Copy every line of the items below without any change, and leave out the pictures.

________________________________________

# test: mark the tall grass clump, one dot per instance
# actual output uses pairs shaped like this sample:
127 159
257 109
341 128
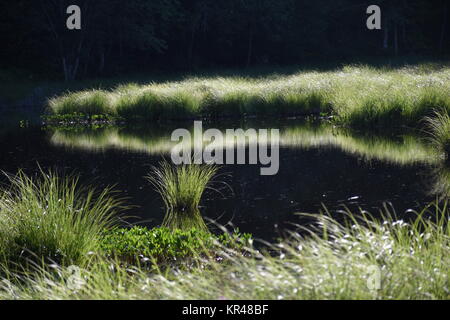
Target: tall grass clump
366 258
181 188
439 130
50 219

________________________________________

= FINISHED TASK =
# test: mark the tall grass clump, one dot per instance
# actual output uses pairs shaped like this sample:
127 159
257 109
341 128
Target: tall grass clump
366 258
181 188
439 130
50 219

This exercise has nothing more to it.